- REQUIRED TASK -
Arrange the records as a Markdown table with the columns Row and Entry: begin at the line that contains "Please locate the blue truck" and stop after the line that contains "[185, 114, 250, 270]", numbering each line and leaving out any blank ones.

- PROVIDED DATA -
++++

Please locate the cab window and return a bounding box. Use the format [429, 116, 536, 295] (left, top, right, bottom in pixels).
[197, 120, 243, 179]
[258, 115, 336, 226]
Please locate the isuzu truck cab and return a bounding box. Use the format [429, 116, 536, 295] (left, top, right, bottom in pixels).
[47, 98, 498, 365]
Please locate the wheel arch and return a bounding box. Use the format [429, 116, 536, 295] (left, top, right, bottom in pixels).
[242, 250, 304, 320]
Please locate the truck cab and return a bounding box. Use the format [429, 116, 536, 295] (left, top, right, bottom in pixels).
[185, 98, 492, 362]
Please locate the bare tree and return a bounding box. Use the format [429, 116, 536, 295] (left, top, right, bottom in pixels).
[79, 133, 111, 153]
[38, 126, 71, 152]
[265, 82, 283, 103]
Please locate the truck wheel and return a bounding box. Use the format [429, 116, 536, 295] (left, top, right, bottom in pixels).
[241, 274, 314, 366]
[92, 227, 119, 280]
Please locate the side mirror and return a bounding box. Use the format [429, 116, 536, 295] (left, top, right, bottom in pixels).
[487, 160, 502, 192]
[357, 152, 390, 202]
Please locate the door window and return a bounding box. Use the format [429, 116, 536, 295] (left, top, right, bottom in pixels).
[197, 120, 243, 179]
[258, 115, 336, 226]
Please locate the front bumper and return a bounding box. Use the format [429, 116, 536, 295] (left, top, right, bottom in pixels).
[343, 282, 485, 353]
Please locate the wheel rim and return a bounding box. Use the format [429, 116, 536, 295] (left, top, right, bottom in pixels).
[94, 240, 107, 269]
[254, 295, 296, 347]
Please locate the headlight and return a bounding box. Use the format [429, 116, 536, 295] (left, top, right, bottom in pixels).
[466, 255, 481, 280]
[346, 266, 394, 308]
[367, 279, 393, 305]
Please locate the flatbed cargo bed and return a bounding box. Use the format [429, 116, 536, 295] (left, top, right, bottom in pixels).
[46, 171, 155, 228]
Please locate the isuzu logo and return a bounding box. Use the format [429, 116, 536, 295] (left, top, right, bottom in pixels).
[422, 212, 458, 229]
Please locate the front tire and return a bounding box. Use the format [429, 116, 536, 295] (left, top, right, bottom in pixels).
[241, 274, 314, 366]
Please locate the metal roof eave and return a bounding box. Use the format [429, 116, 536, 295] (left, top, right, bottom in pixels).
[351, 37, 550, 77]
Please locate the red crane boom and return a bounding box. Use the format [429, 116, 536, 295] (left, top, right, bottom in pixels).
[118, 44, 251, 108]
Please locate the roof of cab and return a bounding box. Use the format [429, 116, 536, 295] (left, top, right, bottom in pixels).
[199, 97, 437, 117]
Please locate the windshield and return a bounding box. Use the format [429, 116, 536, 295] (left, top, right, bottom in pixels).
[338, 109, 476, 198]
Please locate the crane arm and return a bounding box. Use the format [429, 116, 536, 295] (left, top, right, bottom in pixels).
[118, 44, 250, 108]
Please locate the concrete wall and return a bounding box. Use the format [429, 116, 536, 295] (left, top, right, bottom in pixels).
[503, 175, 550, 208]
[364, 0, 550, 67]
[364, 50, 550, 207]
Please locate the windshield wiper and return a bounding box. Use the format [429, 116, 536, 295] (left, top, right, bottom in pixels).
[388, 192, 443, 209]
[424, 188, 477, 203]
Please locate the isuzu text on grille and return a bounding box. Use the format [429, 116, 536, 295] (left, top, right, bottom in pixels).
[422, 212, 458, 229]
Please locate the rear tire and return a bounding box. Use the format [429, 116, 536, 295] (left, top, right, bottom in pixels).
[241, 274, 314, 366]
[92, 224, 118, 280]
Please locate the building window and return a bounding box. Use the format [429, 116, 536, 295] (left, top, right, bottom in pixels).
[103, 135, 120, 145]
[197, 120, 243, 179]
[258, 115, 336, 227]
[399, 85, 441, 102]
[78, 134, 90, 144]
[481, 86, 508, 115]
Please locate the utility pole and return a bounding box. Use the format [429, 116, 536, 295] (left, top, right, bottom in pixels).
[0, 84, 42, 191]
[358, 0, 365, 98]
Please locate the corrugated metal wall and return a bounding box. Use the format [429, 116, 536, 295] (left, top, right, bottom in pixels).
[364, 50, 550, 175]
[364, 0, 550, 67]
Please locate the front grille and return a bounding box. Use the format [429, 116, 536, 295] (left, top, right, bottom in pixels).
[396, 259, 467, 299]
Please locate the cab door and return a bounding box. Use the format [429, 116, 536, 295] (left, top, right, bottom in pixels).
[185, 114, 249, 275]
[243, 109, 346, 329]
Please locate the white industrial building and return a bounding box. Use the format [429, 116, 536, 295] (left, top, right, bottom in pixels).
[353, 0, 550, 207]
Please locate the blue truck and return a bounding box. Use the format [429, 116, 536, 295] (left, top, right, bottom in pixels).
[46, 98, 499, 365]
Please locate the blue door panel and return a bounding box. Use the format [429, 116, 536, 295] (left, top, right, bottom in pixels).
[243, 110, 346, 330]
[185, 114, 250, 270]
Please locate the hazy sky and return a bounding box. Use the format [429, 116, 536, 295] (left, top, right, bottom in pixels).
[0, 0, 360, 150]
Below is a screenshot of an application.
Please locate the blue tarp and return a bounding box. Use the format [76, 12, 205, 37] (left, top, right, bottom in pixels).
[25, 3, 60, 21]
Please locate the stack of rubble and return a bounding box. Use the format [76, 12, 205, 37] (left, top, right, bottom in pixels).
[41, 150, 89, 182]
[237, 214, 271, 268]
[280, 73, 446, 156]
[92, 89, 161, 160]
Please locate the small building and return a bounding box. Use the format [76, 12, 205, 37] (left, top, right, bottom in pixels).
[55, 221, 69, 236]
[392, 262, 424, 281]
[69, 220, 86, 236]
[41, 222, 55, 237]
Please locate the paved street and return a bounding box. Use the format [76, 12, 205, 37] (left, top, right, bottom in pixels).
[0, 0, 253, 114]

++++

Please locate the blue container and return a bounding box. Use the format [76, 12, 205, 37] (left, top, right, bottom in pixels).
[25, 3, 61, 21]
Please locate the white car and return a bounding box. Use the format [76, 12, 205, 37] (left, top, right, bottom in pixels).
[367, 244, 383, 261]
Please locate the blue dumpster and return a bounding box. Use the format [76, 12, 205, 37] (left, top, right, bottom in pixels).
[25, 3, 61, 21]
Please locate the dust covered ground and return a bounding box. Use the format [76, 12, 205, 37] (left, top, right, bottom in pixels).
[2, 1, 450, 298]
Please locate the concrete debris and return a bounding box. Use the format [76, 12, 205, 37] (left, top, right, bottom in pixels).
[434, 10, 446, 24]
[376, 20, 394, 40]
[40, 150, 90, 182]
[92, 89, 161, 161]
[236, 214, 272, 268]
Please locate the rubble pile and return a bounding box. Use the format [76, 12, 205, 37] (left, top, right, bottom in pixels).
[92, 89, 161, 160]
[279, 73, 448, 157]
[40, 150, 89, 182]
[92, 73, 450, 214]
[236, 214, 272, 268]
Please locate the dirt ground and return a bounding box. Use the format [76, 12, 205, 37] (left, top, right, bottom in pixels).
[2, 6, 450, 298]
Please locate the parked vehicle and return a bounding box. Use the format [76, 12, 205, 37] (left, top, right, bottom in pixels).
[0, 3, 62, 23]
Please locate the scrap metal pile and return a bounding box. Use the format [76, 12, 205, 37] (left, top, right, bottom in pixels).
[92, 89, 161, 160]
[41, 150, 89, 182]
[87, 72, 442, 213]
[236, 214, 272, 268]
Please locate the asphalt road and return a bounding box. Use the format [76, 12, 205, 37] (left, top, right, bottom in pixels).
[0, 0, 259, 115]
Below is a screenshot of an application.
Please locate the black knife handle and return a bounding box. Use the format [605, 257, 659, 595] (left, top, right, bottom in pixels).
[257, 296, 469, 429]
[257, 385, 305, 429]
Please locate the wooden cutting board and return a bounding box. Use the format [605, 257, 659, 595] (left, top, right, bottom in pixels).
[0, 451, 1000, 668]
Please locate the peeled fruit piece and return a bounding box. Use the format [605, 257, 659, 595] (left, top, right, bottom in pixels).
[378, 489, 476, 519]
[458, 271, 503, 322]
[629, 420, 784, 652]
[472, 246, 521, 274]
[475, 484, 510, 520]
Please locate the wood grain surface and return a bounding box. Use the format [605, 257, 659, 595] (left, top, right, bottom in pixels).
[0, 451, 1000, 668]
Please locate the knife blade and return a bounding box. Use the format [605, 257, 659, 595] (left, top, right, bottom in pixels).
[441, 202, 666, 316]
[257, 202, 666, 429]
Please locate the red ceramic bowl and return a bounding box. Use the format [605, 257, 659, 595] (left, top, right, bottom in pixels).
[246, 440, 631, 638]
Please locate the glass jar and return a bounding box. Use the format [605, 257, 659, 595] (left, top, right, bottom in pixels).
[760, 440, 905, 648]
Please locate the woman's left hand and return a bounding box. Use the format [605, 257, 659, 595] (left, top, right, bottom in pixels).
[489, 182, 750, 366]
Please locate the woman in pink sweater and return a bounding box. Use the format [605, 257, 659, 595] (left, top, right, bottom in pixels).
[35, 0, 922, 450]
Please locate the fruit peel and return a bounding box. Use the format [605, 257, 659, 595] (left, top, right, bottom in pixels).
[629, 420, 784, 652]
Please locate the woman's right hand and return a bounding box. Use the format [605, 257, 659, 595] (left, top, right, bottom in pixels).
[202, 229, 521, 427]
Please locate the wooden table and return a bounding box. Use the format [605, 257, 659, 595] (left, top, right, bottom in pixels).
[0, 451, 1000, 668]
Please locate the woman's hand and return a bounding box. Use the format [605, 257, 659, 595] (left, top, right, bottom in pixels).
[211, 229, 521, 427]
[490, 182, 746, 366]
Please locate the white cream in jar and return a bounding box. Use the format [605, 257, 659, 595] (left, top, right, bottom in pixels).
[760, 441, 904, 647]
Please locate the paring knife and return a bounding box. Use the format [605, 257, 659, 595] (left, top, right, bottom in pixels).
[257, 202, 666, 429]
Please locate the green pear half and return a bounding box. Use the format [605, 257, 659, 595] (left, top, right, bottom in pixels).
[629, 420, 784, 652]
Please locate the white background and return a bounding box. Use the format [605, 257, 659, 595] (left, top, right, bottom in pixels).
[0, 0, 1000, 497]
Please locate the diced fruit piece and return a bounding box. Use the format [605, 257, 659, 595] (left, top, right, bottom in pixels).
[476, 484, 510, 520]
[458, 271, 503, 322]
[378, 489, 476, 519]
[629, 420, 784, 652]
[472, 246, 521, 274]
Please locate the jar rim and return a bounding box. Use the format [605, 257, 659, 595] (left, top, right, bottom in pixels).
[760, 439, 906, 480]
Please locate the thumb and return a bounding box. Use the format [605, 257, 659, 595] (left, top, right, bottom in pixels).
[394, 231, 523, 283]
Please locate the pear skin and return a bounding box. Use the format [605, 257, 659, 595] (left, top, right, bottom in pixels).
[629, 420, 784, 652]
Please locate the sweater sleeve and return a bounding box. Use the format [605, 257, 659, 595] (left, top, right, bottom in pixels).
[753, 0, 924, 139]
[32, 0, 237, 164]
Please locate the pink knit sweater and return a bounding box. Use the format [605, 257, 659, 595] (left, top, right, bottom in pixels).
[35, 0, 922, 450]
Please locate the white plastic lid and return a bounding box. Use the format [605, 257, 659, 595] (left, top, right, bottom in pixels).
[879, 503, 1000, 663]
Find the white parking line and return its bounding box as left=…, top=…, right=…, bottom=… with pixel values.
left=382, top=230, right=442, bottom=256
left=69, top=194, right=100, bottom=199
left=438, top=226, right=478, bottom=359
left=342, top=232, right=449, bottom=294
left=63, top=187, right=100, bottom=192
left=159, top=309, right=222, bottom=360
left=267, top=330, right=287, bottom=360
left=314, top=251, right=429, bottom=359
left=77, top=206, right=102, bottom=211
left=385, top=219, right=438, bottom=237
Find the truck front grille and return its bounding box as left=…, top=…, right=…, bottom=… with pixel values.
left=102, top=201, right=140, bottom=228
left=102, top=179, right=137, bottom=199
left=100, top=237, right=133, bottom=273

++++

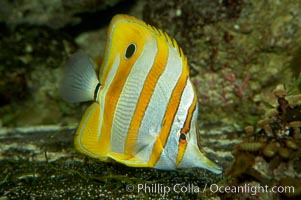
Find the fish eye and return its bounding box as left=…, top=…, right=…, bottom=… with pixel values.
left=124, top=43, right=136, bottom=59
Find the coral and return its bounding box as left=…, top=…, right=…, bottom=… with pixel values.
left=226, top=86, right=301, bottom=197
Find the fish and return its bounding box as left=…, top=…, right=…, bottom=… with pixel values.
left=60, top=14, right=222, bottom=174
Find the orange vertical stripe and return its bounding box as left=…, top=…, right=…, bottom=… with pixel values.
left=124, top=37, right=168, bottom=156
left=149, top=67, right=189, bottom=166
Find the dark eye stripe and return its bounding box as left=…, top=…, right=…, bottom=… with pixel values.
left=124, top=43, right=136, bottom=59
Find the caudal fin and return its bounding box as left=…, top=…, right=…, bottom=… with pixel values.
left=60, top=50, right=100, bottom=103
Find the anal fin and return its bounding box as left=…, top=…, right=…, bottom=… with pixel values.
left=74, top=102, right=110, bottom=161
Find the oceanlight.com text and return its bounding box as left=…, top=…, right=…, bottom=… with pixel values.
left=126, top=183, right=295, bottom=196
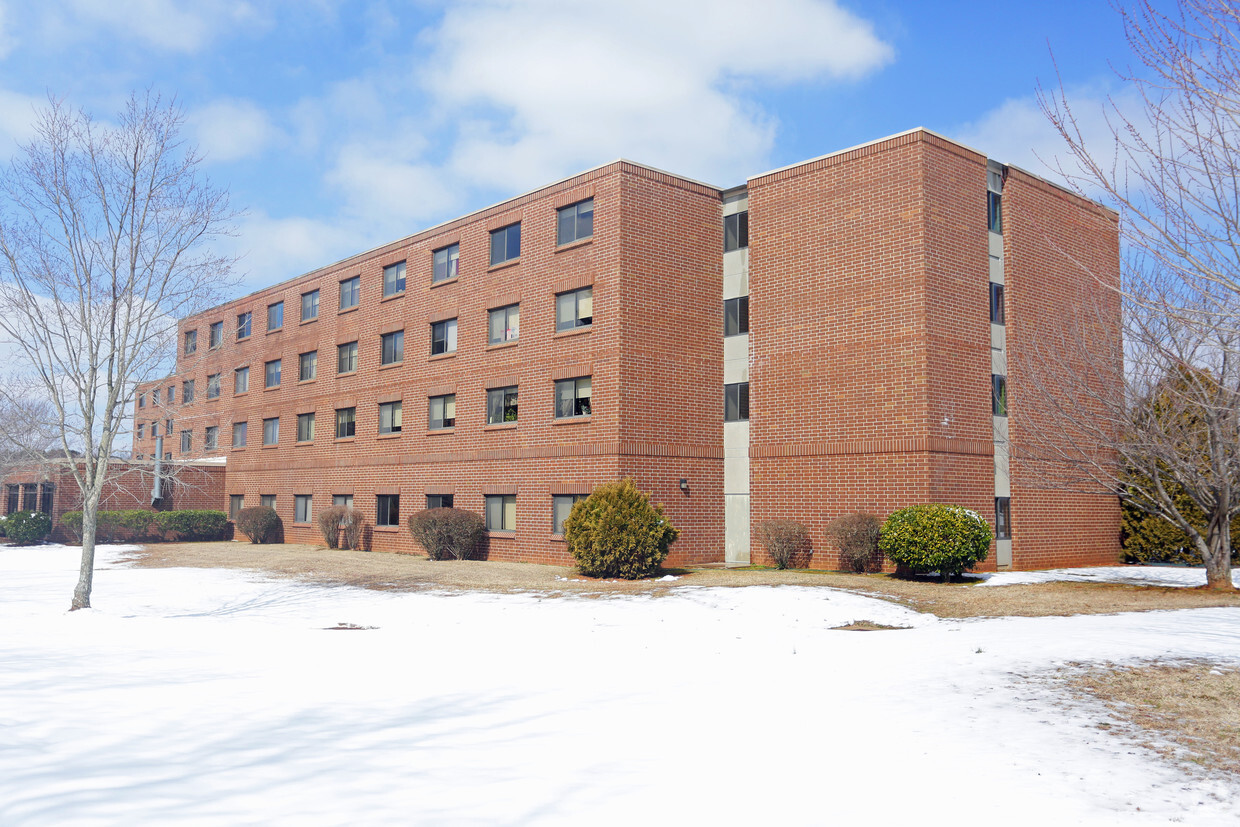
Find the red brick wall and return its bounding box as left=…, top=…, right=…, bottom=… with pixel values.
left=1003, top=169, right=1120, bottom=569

++++

- FINAL RESULT -
| Row | Entry |
|---|---|
| 1 | Please locate the blue truck and return a bounding box. Use the format [429, 116, 536, 295] (left, top, right, bottom in pixels). |
| 2 | [46, 98, 499, 365] |
| 3 | Please locate the blue door panel and return a bounding box. Use the format [429, 116, 536, 295] (left, top, right, bottom in pixels). |
| 4 | [243, 110, 346, 330] |
| 5 | [185, 114, 250, 270] |